| Task prompt |
Please restate, exactly as written, the lines running from the beginning of the material through the line that has "Where can the motorcycle rider" in it.

▶

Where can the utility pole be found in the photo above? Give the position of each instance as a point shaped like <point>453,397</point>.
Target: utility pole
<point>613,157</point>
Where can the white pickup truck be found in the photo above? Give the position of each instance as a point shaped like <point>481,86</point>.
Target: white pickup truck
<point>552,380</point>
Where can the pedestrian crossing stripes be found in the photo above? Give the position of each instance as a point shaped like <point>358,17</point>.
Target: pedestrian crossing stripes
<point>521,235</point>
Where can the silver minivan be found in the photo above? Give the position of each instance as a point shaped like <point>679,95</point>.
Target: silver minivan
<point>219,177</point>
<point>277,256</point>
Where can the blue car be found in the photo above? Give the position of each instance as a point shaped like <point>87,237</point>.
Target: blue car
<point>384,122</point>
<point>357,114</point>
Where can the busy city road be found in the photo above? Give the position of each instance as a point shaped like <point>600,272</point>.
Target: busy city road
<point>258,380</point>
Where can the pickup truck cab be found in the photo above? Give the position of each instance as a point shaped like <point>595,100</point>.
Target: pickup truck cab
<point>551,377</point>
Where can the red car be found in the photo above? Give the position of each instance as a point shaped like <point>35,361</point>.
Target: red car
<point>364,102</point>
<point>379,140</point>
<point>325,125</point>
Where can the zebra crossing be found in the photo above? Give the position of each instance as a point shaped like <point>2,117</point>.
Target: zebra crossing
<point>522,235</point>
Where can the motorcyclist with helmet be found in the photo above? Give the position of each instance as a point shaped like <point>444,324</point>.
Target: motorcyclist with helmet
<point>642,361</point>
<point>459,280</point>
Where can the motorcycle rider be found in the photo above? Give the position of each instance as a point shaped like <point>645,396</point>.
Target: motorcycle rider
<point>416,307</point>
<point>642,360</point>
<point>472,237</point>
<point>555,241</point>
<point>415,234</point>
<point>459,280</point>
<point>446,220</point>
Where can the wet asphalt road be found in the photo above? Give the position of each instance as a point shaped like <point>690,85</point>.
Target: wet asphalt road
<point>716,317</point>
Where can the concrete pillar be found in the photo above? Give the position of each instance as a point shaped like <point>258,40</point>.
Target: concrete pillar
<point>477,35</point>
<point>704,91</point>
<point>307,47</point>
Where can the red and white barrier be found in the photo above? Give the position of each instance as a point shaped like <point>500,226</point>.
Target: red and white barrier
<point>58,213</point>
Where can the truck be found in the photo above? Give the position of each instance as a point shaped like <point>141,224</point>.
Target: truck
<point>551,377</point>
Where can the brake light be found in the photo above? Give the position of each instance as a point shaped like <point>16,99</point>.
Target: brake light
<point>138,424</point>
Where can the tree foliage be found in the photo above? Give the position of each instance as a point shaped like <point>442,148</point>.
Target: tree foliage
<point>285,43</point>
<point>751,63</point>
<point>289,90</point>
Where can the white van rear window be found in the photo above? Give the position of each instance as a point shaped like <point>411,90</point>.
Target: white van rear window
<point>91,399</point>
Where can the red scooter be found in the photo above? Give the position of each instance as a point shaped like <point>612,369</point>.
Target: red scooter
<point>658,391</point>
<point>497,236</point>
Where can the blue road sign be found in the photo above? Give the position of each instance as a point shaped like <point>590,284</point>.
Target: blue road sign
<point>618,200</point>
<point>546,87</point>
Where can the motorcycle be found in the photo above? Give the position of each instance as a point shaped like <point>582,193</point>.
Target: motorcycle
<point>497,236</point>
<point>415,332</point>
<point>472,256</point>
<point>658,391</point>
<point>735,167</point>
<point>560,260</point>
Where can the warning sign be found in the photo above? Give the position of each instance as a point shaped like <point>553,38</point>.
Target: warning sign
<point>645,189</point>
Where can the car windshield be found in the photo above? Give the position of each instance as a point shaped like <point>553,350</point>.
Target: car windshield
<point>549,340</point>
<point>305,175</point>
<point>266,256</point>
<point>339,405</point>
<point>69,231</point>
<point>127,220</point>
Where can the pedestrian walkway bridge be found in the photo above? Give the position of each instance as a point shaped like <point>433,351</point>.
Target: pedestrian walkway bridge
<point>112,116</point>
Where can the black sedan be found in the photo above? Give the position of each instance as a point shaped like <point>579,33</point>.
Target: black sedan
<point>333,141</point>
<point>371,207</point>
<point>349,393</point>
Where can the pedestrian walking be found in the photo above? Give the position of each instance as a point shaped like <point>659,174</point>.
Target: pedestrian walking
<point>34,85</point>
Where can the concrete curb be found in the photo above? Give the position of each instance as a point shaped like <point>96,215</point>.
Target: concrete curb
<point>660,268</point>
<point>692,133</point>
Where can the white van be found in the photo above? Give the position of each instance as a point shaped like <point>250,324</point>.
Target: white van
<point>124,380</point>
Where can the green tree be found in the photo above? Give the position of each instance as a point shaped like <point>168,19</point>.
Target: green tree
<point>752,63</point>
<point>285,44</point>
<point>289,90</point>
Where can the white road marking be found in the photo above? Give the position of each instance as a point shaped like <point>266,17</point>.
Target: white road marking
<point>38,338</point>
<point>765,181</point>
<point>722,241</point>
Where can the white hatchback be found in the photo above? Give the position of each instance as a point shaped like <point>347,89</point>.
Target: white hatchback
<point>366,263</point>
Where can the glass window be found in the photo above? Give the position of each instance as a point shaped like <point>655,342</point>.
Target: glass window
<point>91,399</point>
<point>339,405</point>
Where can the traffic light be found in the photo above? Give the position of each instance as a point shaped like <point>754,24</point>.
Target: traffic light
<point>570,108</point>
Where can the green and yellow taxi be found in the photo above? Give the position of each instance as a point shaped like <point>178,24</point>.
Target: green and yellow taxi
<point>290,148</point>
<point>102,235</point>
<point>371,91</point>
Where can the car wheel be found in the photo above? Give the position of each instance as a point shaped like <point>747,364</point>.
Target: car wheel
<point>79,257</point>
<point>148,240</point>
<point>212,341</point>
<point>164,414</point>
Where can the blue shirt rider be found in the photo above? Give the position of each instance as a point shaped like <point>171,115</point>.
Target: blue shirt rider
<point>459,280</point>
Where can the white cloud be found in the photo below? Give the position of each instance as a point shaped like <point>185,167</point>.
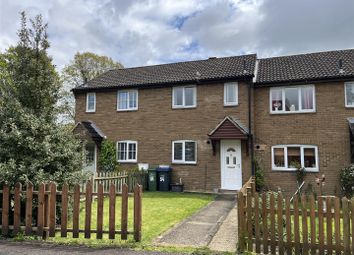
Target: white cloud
<point>144,32</point>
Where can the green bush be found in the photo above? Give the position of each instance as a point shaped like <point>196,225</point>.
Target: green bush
<point>108,160</point>
<point>346,178</point>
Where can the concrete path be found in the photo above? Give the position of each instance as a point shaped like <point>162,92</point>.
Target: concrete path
<point>199,229</point>
<point>226,237</point>
<point>27,248</point>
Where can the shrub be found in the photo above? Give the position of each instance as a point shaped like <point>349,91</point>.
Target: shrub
<point>346,178</point>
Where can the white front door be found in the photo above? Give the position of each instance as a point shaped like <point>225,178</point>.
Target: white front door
<point>90,157</point>
<point>231,166</point>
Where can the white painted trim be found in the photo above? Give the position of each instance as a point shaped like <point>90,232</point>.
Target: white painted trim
<point>283,111</point>
<point>183,161</point>
<point>225,94</point>
<point>129,108</point>
<point>127,151</point>
<point>183,97</point>
<point>345,94</point>
<point>302,147</point>
<point>87,100</point>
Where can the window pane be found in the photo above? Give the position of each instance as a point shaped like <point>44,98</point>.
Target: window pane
<point>230,93</point>
<point>122,151</point>
<point>178,96</point>
<point>132,99</point>
<point>189,96</point>
<point>291,99</point>
<point>131,151</point>
<point>91,102</point>
<point>277,104</point>
<point>307,98</point>
<point>177,148</point>
<point>309,157</point>
<point>349,90</point>
<point>294,158</point>
<point>279,157</point>
<point>190,151</point>
<point>123,100</point>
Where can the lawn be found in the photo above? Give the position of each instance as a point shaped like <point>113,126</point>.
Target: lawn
<point>160,211</point>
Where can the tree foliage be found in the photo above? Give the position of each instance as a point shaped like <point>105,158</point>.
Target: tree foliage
<point>34,147</point>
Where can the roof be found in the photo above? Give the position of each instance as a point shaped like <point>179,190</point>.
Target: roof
<point>306,67</point>
<point>229,127</point>
<point>238,67</point>
<point>95,133</point>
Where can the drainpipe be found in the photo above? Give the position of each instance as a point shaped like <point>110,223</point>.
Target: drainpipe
<point>250,88</point>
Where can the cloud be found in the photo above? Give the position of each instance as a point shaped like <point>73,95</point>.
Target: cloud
<point>143,32</point>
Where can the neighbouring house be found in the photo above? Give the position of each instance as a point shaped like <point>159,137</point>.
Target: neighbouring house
<point>209,119</point>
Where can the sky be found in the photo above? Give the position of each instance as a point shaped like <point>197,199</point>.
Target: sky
<point>147,32</point>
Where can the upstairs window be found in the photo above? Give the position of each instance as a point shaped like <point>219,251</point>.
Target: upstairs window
<point>91,102</point>
<point>127,151</point>
<point>127,100</point>
<point>184,97</point>
<point>184,152</point>
<point>349,94</point>
<point>286,157</point>
<point>292,99</point>
<point>230,93</point>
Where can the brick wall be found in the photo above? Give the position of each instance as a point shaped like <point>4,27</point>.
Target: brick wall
<point>155,125</point>
<point>327,128</point>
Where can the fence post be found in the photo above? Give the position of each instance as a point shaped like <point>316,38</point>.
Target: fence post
<point>137,212</point>
<point>29,196</point>
<point>5,210</point>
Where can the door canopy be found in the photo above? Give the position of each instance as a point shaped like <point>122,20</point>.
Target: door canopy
<point>229,128</point>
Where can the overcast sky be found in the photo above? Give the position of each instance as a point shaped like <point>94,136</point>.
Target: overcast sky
<point>151,32</point>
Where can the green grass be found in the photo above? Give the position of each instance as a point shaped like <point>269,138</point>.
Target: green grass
<point>160,211</point>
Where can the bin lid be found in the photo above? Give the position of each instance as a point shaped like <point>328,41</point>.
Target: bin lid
<point>163,169</point>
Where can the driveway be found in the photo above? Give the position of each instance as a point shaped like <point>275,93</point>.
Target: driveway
<point>25,248</point>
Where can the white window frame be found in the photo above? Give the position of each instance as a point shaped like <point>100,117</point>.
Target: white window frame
<point>127,146</point>
<point>283,111</point>
<point>128,108</point>
<point>286,163</point>
<point>183,97</point>
<point>351,83</point>
<point>225,94</point>
<point>183,161</point>
<point>87,102</point>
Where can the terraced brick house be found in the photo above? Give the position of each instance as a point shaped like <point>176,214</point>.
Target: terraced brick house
<point>210,119</point>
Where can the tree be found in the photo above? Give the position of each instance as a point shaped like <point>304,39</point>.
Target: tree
<point>34,147</point>
<point>84,67</point>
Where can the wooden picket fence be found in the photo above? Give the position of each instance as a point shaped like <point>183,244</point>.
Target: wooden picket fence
<point>46,221</point>
<point>270,224</point>
<point>118,179</point>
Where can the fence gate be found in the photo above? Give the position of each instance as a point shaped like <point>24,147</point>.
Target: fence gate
<point>47,211</point>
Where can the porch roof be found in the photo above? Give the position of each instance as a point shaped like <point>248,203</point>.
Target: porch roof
<point>229,128</point>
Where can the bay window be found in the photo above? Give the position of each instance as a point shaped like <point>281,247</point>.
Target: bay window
<point>184,151</point>
<point>289,157</point>
<point>292,99</point>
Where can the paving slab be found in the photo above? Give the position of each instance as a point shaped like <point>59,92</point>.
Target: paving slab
<point>225,238</point>
<point>199,229</point>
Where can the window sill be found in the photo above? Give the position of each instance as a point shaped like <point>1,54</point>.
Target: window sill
<point>127,110</point>
<point>294,170</point>
<point>291,112</point>
<point>184,163</point>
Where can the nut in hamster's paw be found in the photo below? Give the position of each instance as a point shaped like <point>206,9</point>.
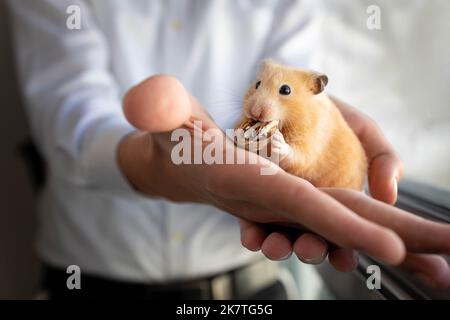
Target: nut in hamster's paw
<point>251,133</point>
<point>280,149</point>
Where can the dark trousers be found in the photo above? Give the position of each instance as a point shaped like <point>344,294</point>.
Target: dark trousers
<point>95,287</point>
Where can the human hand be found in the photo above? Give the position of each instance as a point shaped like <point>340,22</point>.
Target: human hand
<point>163,105</point>
<point>385,171</point>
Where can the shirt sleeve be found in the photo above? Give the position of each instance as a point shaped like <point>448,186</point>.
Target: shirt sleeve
<point>72,100</point>
<point>295,33</point>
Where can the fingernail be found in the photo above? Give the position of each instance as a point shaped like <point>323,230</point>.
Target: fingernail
<point>395,189</point>
<point>424,279</point>
<point>286,256</point>
<point>318,260</point>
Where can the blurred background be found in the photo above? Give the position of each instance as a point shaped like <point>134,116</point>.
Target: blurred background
<point>398,74</point>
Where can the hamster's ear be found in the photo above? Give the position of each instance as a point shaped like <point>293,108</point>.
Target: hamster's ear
<point>318,82</point>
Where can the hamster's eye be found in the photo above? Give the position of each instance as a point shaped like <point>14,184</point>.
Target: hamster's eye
<point>285,90</point>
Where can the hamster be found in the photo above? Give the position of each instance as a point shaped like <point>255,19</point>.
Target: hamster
<point>313,141</point>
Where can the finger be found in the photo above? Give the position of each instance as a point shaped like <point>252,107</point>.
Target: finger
<point>298,201</point>
<point>385,167</point>
<point>310,248</point>
<point>252,234</point>
<point>344,260</point>
<point>277,246</point>
<point>384,173</point>
<point>432,270</point>
<point>157,104</point>
<point>419,235</point>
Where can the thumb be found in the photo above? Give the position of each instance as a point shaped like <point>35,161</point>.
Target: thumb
<point>158,104</point>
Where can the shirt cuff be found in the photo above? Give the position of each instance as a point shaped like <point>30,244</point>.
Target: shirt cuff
<point>101,162</point>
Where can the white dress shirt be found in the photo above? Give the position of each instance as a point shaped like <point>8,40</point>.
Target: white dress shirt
<point>73,82</point>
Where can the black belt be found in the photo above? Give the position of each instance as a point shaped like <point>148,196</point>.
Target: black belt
<point>239,283</point>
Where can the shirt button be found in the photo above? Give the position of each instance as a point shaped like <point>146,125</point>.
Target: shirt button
<point>176,25</point>
<point>177,237</point>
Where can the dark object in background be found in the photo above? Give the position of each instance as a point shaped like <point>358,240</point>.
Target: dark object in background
<point>421,199</point>
<point>34,163</point>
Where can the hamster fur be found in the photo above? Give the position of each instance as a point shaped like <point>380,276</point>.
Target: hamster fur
<point>321,147</point>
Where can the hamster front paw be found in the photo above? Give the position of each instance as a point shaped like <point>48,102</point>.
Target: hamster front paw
<point>281,151</point>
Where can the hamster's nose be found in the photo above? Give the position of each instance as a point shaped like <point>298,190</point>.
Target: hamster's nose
<point>255,112</point>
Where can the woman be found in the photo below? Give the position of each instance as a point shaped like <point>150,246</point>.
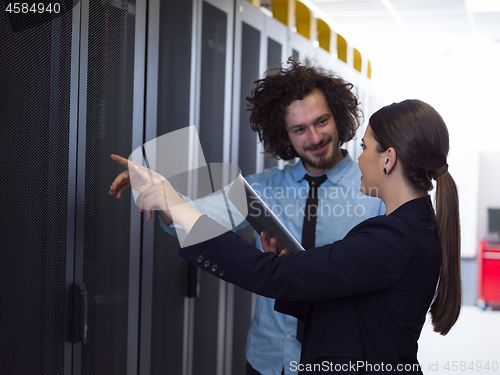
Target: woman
<point>363,299</point>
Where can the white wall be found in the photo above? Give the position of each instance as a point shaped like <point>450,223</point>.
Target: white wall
<point>489,189</point>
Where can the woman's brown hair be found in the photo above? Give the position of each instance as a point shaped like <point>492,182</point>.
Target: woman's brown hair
<point>420,137</point>
<point>272,95</point>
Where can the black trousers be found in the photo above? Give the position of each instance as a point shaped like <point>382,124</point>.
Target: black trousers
<point>251,371</point>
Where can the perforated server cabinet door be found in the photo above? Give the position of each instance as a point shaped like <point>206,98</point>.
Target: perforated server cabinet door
<point>249,61</point>
<point>214,59</point>
<point>108,231</point>
<point>36,130</point>
<point>168,291</point>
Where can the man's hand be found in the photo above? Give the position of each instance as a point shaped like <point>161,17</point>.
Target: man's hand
<point>270,246</point>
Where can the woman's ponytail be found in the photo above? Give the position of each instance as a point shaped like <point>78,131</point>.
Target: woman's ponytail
<point>421,140</point>
<point>447,302</point>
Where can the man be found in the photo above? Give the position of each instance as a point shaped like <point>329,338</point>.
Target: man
<point>307,113</point>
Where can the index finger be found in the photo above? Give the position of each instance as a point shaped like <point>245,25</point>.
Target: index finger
<point>146,175</point>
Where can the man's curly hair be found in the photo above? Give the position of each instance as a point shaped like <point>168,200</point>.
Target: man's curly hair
<point>273,94</point>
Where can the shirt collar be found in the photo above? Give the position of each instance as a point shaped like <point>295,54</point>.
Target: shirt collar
<point>334,175</point>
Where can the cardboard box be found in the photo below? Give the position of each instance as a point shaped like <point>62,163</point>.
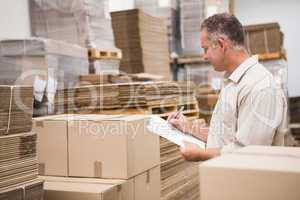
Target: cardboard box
<point>263,38</point>
<point>145,186</point>
<point>32,190</point>
<point>95,146</point>
<point>254,172</point>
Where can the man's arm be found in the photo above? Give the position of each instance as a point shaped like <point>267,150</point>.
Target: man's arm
<point>192,152</point>
<point>197,128</point>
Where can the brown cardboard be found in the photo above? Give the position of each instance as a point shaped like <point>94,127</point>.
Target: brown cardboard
<point>257,172</point>
<point>145,186</point>
<point>96,146</point>
<point>52,146</point>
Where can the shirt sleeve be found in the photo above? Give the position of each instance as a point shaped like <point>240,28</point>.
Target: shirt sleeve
<point>260,114</point>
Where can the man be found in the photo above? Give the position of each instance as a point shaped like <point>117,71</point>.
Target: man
<point>251,109</point>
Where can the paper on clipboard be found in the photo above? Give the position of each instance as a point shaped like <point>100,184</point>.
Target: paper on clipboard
<point>164,129</point>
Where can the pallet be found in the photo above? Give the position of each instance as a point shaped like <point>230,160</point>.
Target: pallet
<point>95,54</point>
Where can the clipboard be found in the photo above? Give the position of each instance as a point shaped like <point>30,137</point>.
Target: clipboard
<point>161,127</point>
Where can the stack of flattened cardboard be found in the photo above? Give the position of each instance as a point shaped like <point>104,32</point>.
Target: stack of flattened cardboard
<point>188,100</point>
<point>147,94</point>
<point>87,99</point>
<point>264,38</point>
<point>15,109</point>
<point>144,42</point>
<point>18,153</point>
<point>124,137</point>
<point>44,64</point>
<point>144,186</point>
<point>82,22</point>
<point>207,99</point>
<point>192,13</point>
<point>18,159</point>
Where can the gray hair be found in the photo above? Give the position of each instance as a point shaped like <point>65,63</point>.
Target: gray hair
<point>227,26</point>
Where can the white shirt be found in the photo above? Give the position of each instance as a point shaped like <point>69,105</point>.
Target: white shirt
<point>251,110</point>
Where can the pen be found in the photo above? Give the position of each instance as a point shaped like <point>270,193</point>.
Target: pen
<point>177,113</point>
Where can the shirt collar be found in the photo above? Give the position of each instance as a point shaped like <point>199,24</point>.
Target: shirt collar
<point>237,74</point>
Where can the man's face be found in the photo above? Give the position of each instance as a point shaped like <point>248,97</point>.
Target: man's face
<point>212,52</point>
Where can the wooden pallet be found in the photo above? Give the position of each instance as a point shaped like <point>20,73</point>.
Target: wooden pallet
<point>96,54</point>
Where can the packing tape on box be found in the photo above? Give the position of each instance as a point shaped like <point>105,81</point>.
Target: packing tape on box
<point>9,110</point>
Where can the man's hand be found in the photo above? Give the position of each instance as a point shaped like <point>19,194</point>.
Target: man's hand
<point>200,129</point>
<point>180,122</point>
<point>192,152</point>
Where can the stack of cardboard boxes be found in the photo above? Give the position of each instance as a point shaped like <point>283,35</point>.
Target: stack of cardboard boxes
<point>114,156</point>
<point>169,12</point>
<point>18,155</point>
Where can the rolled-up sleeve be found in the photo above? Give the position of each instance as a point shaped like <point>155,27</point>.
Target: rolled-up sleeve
<point>259,115</point>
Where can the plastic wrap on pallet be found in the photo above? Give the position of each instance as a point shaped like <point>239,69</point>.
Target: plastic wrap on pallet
<point>202,75</point>
<point>82,22</point>
<point>192,13</point>
<point>44,64</point>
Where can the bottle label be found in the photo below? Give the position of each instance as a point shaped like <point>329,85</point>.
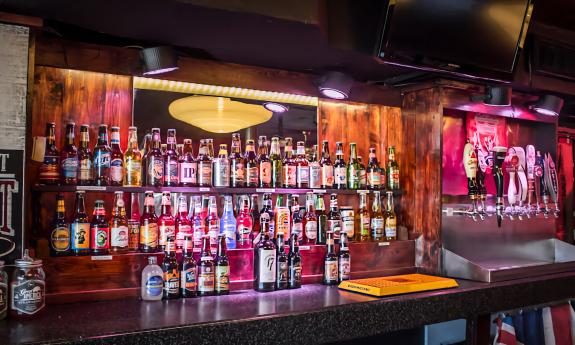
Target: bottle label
<point>172,282</point>
<point>206,279</point>
<point>134,234</point>
<point>222,278</point>
<point>391,228</point>
<point>154,286</point>
<point>302,174</point>
<point>70,167</point>
<point>311,229</point>
<point>28,297</point>
<point>80,233</point>
<point>187,172</point>
<point>117,170</point>
<point>119,236</point>
<point>340,177</point>
<point>344,268</point>
<point>165,232</point>
<point>100,238</point>
<point>267,265</point>
<point>149,235</point>
<point>330,271</point>
<point>189,282</point>
<point>266,172</point>
<point>60,239</point>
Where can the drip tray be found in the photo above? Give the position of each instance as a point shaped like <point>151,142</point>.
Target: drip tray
<point>507,268</point>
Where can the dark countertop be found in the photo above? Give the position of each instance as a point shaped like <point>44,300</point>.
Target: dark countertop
<point>312,314</point>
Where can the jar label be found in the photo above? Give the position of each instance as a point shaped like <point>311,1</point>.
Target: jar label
<point>28,296</point>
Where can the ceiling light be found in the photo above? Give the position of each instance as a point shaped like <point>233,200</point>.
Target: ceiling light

◀

| Problem solution |
Where can the utility pole be found in the photo above? Give the position of each instance as a point shaped like <point>453,397</point>.
Target: utility pole
<point>613,157</point>
Where can the white pickup truck be found in the photo above? Give the position of each instance as a point shaped like <point>481,86</point>.
Target: white pickup truck
<point>552,380</point>
Where can the pedestrian crossing stripes be found in the photo above? Give the position of each instance as a point shaped like <point>358,17</point>.
Target: pedestrian crossing stripes
<point>521,235</point>
Where can the silver minivan be found in the photo above? Give the position of each instance as a point shaped like <point>679,95</point>.
Target: silver minivan
<point>219,177</point>
<point>277,256</point>
Where can the blue car be found in the photo above? Give the position of each instance as a point shaped like <point>87,237</point>.
Target: blue car
<point>384,122</point>
<point>357,114</point>
Where can the busy city road be found in the photo above? Give the position of each instance as a point shaped like <point>600,272</point>.
Target: busy city road
<point>258,380</point>
Where can the pickup truck cab be found in the photo above? Give the position of each instance as a point shaped like <point>595,100</point>.
Target: pickup truck cab
<point>551,377</point>
Where can the red car be found in the photo above? Give the position of each instance as a point shaped like <point>35,361</point>.
Target: red car
<point>364,102</point>
<point>379,140</point>
<point>325,125</point>
Where can the zebra crossing be found in the photo above? Give the position of each instance as a point shaped like <point>2,117</point>.
Target: zebra crossing
<point>522,235</point>
Where can the motorcyclist with helmet be found in the photo above? Give the position of each instance as a point shaped like <point>444,324</point>.
Target: motorcyclist with helmet
<point>642,361</point>
<point>459,280</point>
Where can the motorcycle rider be found in the photo above? Give the position of each instance as a point shaped like <point>645,396</point>.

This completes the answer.